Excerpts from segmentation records
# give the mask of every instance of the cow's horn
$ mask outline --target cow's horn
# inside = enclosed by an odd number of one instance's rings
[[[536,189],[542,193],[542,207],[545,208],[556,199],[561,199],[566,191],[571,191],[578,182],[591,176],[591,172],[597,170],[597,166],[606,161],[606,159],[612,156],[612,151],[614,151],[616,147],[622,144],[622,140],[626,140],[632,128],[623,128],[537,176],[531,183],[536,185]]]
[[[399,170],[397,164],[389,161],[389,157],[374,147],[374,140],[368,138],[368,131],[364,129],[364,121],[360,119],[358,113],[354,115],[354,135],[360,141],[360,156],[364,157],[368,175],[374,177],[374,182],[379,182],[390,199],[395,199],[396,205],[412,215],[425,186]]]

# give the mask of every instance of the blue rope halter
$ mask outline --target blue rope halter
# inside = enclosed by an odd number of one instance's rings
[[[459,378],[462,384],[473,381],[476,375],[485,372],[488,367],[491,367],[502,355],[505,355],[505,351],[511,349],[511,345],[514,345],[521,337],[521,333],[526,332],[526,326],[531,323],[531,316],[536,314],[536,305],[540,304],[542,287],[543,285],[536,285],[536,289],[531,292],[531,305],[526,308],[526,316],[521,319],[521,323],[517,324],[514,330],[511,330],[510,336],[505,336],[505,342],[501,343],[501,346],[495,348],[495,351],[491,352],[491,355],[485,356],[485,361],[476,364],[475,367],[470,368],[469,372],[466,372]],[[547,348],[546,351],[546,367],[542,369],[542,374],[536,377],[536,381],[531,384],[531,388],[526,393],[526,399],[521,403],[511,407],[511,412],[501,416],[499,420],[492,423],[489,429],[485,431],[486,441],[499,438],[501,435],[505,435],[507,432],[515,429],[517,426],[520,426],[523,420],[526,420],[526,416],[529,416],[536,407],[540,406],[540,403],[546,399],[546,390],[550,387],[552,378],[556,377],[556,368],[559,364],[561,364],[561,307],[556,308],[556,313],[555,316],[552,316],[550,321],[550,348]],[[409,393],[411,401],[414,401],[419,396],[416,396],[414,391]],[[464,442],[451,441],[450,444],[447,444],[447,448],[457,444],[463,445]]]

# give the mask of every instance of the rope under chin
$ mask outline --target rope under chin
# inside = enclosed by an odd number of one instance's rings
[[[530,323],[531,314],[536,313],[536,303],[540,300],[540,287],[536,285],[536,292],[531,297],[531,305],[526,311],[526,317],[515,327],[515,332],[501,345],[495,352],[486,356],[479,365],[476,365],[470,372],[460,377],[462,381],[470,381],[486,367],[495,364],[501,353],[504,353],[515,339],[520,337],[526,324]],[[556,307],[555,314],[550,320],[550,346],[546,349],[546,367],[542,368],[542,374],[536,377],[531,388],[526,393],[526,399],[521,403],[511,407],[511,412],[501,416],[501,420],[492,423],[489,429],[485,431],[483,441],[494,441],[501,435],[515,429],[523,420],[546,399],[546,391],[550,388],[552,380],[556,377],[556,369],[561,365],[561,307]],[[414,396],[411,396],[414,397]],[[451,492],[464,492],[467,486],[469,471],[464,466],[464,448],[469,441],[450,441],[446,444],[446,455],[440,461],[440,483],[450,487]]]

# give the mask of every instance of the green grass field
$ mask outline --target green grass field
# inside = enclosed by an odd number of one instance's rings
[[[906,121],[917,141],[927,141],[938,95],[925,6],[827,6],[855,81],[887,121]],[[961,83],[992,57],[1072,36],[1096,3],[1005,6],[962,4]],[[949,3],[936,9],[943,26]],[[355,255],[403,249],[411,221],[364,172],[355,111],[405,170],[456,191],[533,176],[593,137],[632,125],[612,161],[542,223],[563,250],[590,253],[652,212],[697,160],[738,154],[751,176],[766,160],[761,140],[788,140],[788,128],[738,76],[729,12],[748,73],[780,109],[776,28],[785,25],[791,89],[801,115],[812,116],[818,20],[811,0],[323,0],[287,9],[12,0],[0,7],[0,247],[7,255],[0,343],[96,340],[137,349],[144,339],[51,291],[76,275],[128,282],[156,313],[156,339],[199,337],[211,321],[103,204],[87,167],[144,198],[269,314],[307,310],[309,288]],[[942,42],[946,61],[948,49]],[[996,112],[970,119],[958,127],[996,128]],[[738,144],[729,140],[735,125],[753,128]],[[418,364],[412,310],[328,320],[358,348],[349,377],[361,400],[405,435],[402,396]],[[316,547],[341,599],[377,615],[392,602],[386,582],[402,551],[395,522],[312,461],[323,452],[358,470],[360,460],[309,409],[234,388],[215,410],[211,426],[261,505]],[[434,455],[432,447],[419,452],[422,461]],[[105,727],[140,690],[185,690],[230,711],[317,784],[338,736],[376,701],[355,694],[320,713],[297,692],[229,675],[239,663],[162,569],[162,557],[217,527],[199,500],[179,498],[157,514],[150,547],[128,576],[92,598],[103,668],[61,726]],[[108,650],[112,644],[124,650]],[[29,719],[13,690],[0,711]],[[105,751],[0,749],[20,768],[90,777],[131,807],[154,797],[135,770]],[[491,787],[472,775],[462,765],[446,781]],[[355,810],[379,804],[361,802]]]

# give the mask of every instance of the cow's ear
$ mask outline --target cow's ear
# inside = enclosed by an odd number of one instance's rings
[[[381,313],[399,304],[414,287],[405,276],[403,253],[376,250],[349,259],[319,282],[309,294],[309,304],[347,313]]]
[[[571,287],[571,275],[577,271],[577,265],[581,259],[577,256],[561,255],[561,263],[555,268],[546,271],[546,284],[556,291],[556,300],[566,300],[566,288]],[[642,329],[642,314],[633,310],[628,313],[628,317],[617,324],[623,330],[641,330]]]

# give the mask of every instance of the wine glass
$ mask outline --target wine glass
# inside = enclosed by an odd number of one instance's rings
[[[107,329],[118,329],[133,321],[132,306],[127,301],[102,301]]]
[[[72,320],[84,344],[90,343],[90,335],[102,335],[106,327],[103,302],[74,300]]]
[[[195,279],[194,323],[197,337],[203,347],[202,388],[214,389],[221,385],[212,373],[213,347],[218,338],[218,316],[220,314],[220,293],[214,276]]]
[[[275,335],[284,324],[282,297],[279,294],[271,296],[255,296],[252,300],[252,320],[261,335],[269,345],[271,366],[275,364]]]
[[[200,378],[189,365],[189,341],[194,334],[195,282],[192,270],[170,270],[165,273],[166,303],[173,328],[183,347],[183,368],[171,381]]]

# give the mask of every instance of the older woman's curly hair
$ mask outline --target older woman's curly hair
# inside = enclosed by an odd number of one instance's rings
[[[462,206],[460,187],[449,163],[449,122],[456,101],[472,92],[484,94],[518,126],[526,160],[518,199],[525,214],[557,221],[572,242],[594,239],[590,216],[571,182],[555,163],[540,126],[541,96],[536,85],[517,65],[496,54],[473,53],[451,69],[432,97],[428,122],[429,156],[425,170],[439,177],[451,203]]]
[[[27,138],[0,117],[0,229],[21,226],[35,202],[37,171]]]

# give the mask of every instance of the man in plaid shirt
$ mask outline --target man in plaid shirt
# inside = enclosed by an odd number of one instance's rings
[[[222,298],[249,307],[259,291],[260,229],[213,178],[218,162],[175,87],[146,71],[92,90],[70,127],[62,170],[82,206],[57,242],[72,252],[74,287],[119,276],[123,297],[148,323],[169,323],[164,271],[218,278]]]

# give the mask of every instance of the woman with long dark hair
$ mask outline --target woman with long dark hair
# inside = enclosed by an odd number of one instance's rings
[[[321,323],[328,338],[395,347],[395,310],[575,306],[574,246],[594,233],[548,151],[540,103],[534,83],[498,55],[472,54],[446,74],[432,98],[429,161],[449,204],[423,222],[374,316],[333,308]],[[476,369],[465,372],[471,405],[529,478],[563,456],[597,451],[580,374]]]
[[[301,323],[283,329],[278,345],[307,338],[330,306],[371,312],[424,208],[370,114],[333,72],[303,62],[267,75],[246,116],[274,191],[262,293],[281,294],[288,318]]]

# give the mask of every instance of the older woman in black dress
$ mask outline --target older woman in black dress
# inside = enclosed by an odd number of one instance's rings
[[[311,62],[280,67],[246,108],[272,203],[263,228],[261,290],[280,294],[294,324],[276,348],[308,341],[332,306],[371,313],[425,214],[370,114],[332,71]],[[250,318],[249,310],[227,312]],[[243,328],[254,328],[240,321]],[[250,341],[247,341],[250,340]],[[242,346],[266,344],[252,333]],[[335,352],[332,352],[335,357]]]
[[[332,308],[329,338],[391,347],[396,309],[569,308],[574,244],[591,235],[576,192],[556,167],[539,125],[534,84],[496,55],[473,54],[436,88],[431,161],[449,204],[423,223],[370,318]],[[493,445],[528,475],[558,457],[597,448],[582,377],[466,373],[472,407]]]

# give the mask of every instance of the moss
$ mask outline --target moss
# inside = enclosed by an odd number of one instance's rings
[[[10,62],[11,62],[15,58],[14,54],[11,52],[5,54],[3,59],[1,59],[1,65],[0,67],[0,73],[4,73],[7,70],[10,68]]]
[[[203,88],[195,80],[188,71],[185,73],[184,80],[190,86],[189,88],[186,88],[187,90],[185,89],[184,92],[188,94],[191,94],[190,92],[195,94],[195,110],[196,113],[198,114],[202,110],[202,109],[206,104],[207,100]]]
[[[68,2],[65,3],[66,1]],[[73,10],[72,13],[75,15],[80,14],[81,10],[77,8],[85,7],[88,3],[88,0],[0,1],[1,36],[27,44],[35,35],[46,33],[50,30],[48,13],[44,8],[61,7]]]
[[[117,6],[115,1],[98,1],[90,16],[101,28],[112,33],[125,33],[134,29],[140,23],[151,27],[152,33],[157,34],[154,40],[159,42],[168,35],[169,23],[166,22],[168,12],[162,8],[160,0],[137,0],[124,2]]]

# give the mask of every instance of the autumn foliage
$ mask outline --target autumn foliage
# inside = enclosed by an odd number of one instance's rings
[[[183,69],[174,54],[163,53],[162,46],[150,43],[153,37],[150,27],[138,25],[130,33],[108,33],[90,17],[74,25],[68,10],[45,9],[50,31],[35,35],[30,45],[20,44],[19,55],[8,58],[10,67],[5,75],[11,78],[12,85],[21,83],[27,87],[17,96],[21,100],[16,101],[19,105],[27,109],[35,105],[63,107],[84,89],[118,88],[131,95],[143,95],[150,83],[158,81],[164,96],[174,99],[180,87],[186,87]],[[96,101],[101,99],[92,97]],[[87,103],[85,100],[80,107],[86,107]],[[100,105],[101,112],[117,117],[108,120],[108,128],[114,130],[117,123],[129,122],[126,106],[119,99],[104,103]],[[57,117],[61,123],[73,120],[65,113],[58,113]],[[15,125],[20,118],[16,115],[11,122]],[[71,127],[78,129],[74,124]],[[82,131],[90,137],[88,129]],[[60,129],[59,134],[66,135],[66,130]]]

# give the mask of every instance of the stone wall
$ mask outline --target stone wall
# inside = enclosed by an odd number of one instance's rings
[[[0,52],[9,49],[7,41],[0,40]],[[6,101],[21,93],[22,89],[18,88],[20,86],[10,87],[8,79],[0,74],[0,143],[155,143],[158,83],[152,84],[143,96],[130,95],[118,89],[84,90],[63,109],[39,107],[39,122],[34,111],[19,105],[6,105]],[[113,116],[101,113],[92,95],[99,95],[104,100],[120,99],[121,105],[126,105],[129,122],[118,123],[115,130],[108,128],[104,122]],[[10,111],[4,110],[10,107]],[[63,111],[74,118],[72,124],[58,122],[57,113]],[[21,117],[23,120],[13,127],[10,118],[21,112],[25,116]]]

*Task requirements*. Reproduce the lines from the one containing "# give the mask of every instance of the stone" to the end of the entries, keeping both ends and adding nothing.

*Response below*.
# give the mask of every instance of the stone wall
$ mask outline --target stone wall
# inside = enclosed by an odd number of one instance's rings
[[[0,52],[9,49],[7,41],[0,40]],[[6,101],[21,93],[22,89],[18,88],[20,86],[10,87],[8,79],[0,74],[0,143],[155,143],[158,83],[152,84],[143,96],[130,95],[118,89],[84,90],[63,109],[39,107],[39,122],[34,111],[19,105],[6,105]],[[113,116],[101,113],[92,95],[99,95],[104,100],[120,99],[121,105],[126,105],[129,122],[118,123],[115,130],[108,128],[104,122]],[[10,111],[4,110],[10,107]],[[63,111],[74,118],[72,124],[58,122],[57,113]],[[21,117],[23,120],[13,127],[10,118],[21,112],[25,116]]]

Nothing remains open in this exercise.